*Written problem*:
Reproduce the data below word for word, leaving out the picture.

*Data extract*:
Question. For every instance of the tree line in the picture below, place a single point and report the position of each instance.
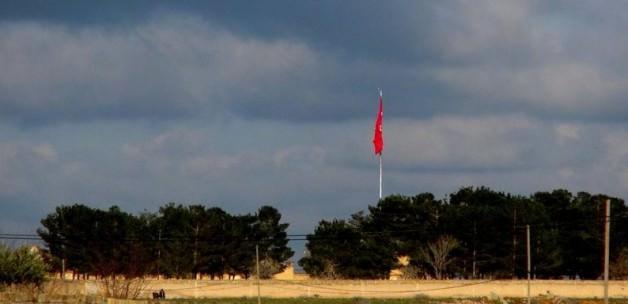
(475, 233)
(176, 242)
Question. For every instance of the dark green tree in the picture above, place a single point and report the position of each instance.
(338, 249)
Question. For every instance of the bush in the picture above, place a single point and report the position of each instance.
(19, 266)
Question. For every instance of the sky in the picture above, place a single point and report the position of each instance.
(238, 104)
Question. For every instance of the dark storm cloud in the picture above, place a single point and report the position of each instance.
(241, 103)
(309, 61)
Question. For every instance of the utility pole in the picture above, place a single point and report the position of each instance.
(529, 259)
(514, 243)
(196, 252)
(607, 232)
(159, 255)
(259, 296)
(474, 249)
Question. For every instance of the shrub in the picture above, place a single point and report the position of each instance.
(23, 265)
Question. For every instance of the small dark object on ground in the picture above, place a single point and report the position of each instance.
(159, 295)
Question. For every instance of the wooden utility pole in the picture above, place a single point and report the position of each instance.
(607, 232)
(259, 294)
(514, 243)
(529, 259)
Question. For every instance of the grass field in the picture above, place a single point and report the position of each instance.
(416, 300)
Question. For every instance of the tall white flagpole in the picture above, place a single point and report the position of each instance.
(380, 155)
(380, 176)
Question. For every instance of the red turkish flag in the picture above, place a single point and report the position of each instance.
(378, 137)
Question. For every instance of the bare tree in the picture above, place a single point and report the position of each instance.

*Correct response*:
Question. For every instance of the tree line in the picture below, place a single point and report the position of each instance.
(475, 233)
(176, 242)
Question. For every instance of the dark green tree in the picture above, place a single point and report the position of each instance.
(338, 249)
Question. For every instance of the bush in the picture above, place a single point and report the position of each instance.
(19, 266)
Question. For every instance of the sky in the picture above, place a single point and report the position of each instance.
(238, 104)
Question. For every instance of the dark storm cloud in the picture above, place a single point and report the position of each instance.
(241, 103)
(309, 61)
Question. For every instance of the utility pole in the picture above, place a single point and report the position of each instance.
(529, 259)
(514, 243)
(196, 252)
(607, 232)
(159, 255)
(259, 296)
(474, 249)
Question. For every instance of the shrub in the picture above, place a single point and report the position of each instance.
(23, 265)
Question. For every instance of the small dark object on ground in the picture above, place a single point and report the position of each instance.
(159, 295)
Question. For every instance of the wooden utility pole in the picture above, place a single point and report the position of each instance.
(607, 232)
(259, 294)
(514, 243)
(529, 259)
Question. For every instance of the grass field in the picture above, place a single point and report the position of each instance.
(416, 300)
Question. For every instance of the tall white flagpole in the picture above, place a single point and report the position of each instance.
(380, 155)
(380, 176)
Question. For every instance of the red turkish flag in the picture above, place a single point and report the position of each instance.
(378, 137)
Question. For every instance of the bare tree in the picture above, place a single point and report the position of each instance.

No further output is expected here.